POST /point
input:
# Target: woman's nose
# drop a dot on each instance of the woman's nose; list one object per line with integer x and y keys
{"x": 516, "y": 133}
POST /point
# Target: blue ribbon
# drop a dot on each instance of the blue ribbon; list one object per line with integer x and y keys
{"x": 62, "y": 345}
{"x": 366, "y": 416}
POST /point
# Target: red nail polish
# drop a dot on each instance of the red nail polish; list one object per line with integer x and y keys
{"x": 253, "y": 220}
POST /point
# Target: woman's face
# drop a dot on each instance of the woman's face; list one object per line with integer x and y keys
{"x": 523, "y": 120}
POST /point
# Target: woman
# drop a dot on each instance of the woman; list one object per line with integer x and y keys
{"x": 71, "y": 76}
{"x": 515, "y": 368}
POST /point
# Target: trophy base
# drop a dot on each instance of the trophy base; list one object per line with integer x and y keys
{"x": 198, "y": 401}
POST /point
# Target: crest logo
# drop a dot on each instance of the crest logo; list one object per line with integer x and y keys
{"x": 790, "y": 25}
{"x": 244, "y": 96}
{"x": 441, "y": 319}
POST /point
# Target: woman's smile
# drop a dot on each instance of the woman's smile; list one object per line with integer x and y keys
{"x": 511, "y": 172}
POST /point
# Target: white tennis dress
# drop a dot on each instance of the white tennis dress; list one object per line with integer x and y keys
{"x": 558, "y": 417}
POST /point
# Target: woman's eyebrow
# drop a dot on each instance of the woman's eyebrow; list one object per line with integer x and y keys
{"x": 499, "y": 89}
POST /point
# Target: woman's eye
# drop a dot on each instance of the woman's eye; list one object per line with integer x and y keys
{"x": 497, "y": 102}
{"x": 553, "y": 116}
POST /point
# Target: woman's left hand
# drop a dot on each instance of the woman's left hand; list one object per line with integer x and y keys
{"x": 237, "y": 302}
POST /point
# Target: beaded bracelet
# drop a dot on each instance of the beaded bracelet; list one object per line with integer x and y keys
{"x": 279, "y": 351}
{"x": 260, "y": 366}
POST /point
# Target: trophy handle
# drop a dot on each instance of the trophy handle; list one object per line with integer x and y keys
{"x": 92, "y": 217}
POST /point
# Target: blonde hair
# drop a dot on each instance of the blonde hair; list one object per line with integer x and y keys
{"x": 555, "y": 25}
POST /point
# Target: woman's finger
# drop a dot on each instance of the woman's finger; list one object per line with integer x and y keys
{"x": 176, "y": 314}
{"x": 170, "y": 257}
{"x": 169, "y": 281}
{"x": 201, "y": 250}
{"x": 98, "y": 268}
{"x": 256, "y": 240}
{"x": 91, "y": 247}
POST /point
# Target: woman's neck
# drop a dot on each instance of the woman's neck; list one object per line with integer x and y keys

_ _ _ _

Could the entries above be output once more, exactly as they are?

POST /point
input:
# Target: woman's nose
# drop a dot on each instance of the woman's nose; list one object per line with integer x and y keys
{"x": 516, "y": 133}
POST /point
# Target: blue ribbon
# drop a dot on each instance of the blue ribbon; list one object per line with integer x and y keys
{"x": 62, "y": 345}
{"x": 366, "y": 416}
POST /point
# Target: red nail polish
# drop a dot on each instance of the red nail polish; list one object per line with integer x and y keys
{"x": 253, "y": 220}
POST /point
# Target: woman's face
# drop a dot on each instance of the woman's face; list one object per line with integer x and y keys
{"x": 523, "y": 120}
POST /point
# Target: woman
# drop a dot on each instance of the woman; list one object per line with integer x and y keys
{"x": 71, "y": 76}
{"x": 515, "y": 368}
POST /point
# Target: trophy base
# drop a dot on each instance of the trophy base; list one object per line with integer x and y keys
{"x": 198, "y": 401}
POST /point
# Target: crest logo
# drop a dot on each instance of the crest logo; list one object per line with integer x and y keys
{"x": 790, "y": 25}
{"x": 244, "y": 96}
{"x": 441, "y": 319}
POST /point
# Target: woman's smile
# drop a dot on each instance of the woman's smile; list one object per line with integer x and y keys
{"x": 511, "y": 172}
POST /point
# Target: white tennis dress
# drop a dot on each instance of the white tennis dress; list one object per line with integer x and y keys
{"x": 558, "y": 417}
POST /point
# Target: woman's eyebrow
# drop a dot on each instance of the woman's eyebrow; list one object per line with integer x and y keys
{"x": 499, "y": 89}
POST /point
# Target: woman's eye
# drop a dot on each instance of the woman's eye; list one object per line with integer x and y keys
{"x": 497, "y": 102}
{"x": 553, "y": 116}
POST /point
# Target: woman's left hand
# drop a dot on each instance of the woman's left hand; list one object per line with integer x and y keys
{"x": 237, "y": 302}
POST /point
# Target: beaded bracelet
# drop a dot on each instance of the beaded bracelet; list one object per line with integer x and y keys
{"x": 279, "y": 351}
{"x": 260, "y": 366}
POST /point
# Target: trophy handle
# drop a dot on each instance of the trophy handle; list one object per line with integer x and y keys
{"x": 92, "y": 217}
POST /point
# Target: blonde hair
# drop a dot on each instance of the blonde hair; list one object per line with integer x and y keys
{"x": 555, "y": 25}
POST /point
# Target: woman's finger
# drop a dot on each instance of the woman's finger; list one object per line with integer x and y keys
{"x": 176, "y": 314}
{"x": 170, "y": 257}
{"x": 169, "y": 281}
{"x": 201, "y": 250}
{"x": 98, "y": 268}
{"x": 256, "y": 240}
{"x": 91, "y": 247}
POST /point
# Target: woman's neck
# drop a dot on each instance of the woman's neck; list one object per line with integer x and y keys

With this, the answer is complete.